---- DOCUMENT TEXT

The first thing I did when I came home, was make a pot of coffee because I was dying for a cup (no pun intended). I was not really hungry until much later and tried to eat two small wheat rolls with ham and cheese, but my eyes turned out to be bigger than my stomach and I had to give one roll to Tyke, cut up in bite sized pieces. He sure as heck was happy with that. I figured that he deserved something special too. So much is going on here lately and it is a lot to deal with for him too. 

Tomorrow the Cowboy is coming back from Rome and we all will be happy to see him, including Tyke. It feels like he has been gone for ages and I have missed him and his helping hands. Tyke will be thrilled because the Cowboy has become his real buddy and Tyke loves him as much as he loves me. 

It is now very quiet here after a very busy day of people coming and going. I did manage to take a one hour nap in the afternoon and find that I need more and more of them as I physically don't last as well as I used to. I am not that physically active now, but I do wear out quickly. I am also losing weight, but I have not been on the bathroom scale in a while. I will do that in the morning if I remember to. 

I suppose you could call this another one of those happy moments that I regularly have and they usually happen when everyone is gone and I am on my own with the animals and all is peaceful and quiet. If I were religious, I guess you could say that I was with God and maybe I am with my higher being now and that is where the sense of tranquility comes from. Maybe I do know God after all. It is here.


5 comments:

Gail said...

I am glad you are at peace with yourself. For a long time this was difficult I know.

Maybe God comes when we are ready.

--------

■ REQUIRED WORK ■
According to the blog post, where is the Cowboy coming back from tomorrow? You won't need the data after this note.

---- DATASET EXCERPT

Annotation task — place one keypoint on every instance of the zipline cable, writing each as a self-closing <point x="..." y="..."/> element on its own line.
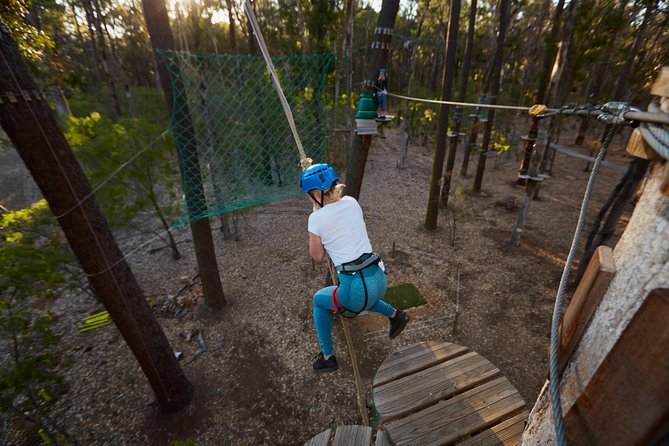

--------

■ EXERCISE ANSWER ■
Rome